▸ Yapılacak iş
Materyalde "For every instance of the distant" ifadesini içeren satırdan materyalin sonuna kadar her şeyi, bu satır ve istek metinleri de dahil olmak üzere yeniden yaz. Bunu yaparken yanıtlardaki bütün koordinatları 0,65 ile ölçekle ve tam sayıya yuvarla, buçukları yukarı yuvarla.

Bir veri kaynağından alınan öğeler:

_ _ _ _

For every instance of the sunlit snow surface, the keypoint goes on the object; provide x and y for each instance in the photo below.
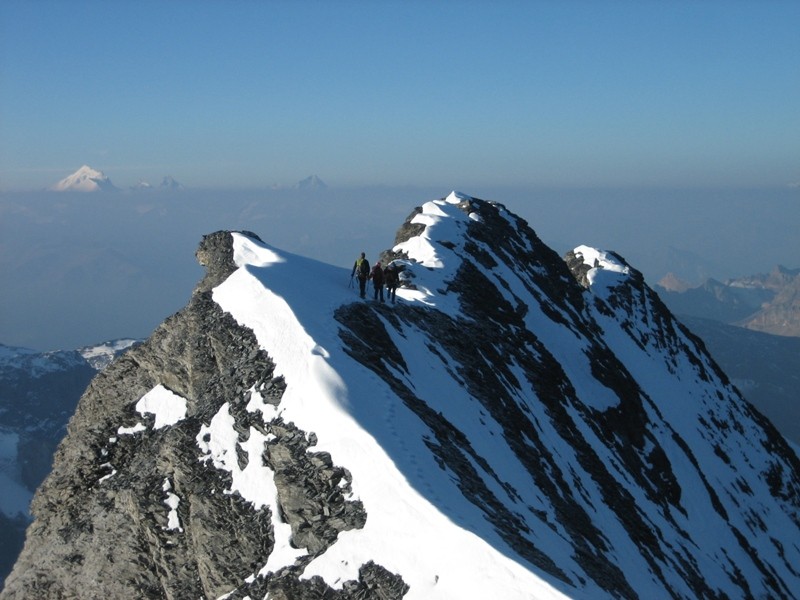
(288, 301)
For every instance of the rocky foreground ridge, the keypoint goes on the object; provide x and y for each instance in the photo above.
(552, 409)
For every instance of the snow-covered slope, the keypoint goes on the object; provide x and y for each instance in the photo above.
(516, 426)
(85, 179)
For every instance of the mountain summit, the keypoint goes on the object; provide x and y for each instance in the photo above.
(516, 426)
(85, 179)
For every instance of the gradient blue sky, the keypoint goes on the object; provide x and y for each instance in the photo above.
(450, 94)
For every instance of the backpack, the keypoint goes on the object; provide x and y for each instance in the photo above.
(362, 268)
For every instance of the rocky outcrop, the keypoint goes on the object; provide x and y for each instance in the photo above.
(103, 525)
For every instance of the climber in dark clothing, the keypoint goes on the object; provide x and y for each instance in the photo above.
(392, 279)
(377, 280)
(361, 270)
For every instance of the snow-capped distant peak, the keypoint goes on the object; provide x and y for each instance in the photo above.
(312, 182)
(169, 183)
(85, 179)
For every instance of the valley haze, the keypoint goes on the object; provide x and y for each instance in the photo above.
(87, 267)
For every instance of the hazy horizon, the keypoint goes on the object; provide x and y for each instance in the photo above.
(253, 94)
(82, 268)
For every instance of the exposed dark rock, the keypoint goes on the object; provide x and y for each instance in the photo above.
(100, 527)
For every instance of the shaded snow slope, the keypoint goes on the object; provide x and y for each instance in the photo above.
(636, 469)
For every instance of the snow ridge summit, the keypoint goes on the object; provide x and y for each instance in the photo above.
(517, 426)
(85, 179)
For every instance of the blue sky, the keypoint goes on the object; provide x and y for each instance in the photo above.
(450, 94)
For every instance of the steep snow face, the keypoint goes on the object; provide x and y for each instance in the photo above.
(516, 425)
(511, 434)
(85, 179)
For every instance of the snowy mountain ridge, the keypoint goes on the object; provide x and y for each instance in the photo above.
(517, 425)
(85, 179)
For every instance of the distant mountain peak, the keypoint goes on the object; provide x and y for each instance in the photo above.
(169, 183)
(312, 182)
(85, 179)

_ _ _ _

▸ Görev çıktısı
For every instance of the distant mountain peak, the keypoint goes on the object; provide x and y for each instance in the photo above.
(110, 119)
(203, 118)
(55, 116)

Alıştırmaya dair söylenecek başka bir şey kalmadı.